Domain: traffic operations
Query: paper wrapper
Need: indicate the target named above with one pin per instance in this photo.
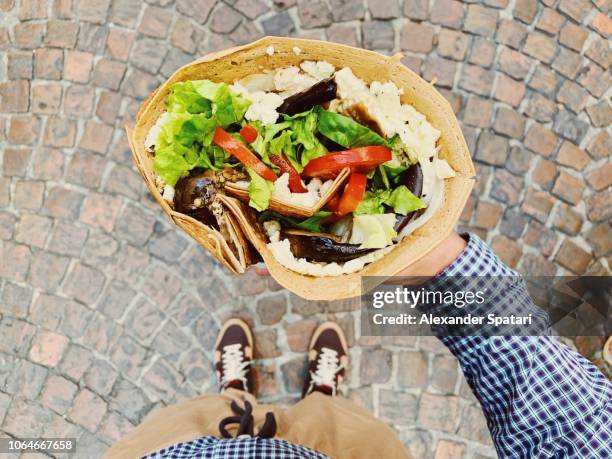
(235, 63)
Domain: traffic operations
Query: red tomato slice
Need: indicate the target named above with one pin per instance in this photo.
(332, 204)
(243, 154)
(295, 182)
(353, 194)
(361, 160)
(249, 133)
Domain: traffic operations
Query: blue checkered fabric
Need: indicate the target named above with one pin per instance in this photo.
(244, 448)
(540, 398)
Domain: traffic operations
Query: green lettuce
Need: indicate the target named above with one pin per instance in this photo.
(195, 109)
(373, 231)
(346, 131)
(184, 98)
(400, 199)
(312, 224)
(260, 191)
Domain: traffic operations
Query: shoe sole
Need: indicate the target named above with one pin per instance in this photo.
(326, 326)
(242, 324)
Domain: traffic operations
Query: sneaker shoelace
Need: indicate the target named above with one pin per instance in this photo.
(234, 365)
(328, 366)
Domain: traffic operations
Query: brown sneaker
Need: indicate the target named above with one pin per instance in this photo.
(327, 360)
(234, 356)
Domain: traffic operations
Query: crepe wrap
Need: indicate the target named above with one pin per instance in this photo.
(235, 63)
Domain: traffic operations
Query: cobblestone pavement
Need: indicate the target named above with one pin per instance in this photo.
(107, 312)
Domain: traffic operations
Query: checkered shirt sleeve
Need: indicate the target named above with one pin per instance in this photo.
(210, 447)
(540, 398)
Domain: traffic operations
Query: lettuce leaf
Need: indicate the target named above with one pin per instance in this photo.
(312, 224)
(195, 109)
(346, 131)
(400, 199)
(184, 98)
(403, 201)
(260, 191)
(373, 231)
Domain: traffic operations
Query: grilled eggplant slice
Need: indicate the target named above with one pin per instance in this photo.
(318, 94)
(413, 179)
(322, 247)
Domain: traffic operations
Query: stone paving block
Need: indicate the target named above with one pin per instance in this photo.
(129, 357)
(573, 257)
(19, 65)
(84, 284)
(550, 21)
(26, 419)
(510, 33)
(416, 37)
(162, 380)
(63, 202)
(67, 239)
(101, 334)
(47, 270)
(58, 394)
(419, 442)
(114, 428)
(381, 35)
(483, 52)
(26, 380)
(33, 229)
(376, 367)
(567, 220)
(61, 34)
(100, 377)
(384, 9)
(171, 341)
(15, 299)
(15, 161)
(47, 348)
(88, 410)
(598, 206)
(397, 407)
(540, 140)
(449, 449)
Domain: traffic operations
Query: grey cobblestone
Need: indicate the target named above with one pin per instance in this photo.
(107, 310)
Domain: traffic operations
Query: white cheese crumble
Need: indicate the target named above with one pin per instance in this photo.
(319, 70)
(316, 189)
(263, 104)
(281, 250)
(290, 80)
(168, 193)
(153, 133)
============================================================
The problem: Omitting all images, retype each line of the records precisely.

Solution for this exercise:
Domain: traffic operations
Query: paper wrapper
Need: indicate the target named above with one pin per instance in this photo.
(235, 63)
Domain: traffic operations
Query: red tomato slice
Need: indicate the target named above with one pin per instance in this photo.
(332, 204)
(243, 154)
(295, 182)
(353, 194)
(361, 160)
(249, 133)
Domain: traffic operations
Query: blue checkered fabric
Need: indicate the target named above with one pin per instance in this photo.
(244, 448)
(540, 398)
Domain: traffic operations
Query: green lettuce
Need: indicate the target named above with one pin per instance in this photo.
(195, 109)
(373, 231)
(346, 131)
(184, 98)
(400, 199)
(312, 224)
(260, 191)
Domain: traffic operations
Query: shoe sole
Need: indicate the target named above with one pin per instance in this photo.
(326, 326)
(242, 324)
Domain: traffic operations
Query: sneaker shoelace
Need: indicate the target named above with one pin per instance in this photo.
(234, 365)
(328, 366)
Domain: traffic operations
Query: brown sneaker
Need: indicate the target named above with one pin per instance in this photo.
(327, 360)
(234, 356)
Domain: traffic operations
Query: crepe wrap
Need: indicate the target named above with one pin per instance in this photo.
(235, 63)
Domain: traffic operations
Query: cobblestone pavement
Need: indicate the target named above with one pin per instance in this photo.
(107, 312)
Domain: traffic operations
Query: checkered shirt sleeve
Need: indicate the target named above with one pin per instance in this photo.
(210, 447)
(540, 398)
Domain: traffic operations
Query: lettuce leaf
Need: indicate the target named above with one pin per instance in this photo.
(312, 224)
(195, 109)
(346, 131)
(400, 199)
(184, 98)
(403, 201)
(260, 191)
(373, 231)
Domain: traffic operations
Query: grilled eggplant slice
Need: indicate the target named above with one pin per instance in this photo.
(318, 94)
(413, 179)
(322, 247)
Domain: traffic operations
Query: stone paving block
Need: indicate the target named above with one pin per instance in this photo.
(129, 357)
(573, 257)
(19, 65)
(84, 284)
(550, 21)
(26, 419)
(510, 33)
(416, 37)
(162, 380)
(63, 202)
(67, 239)
(101, 334)
(47, 270)
(58, 394)
(419, 442)
(114, 428)
(381, 35)
(483, 52)
(26, 380)
(33, 229)
(376, 367)
(567, 220)
(61, 34)
(100, 377)
(384, 9)
(171, 341)
(15, 299)
(15, 161)
(47, 348)
(88, 410)
(598, 206)
(397, 407)
(540, 140)
(449, 449)
Domain: traffic operations
Query: grey cobblestone
Need: indicate the target named above with one pin per instance in this photo.
(107, 310)
Domain: traffic operations
Query: white cheese crumble
Need: indicate the target named above with one pin per instance in this photo.
(319, 70)
(316, 189)
(263, 104)
(281, 250)
(290, 80)
(168, 193)
(153, 133)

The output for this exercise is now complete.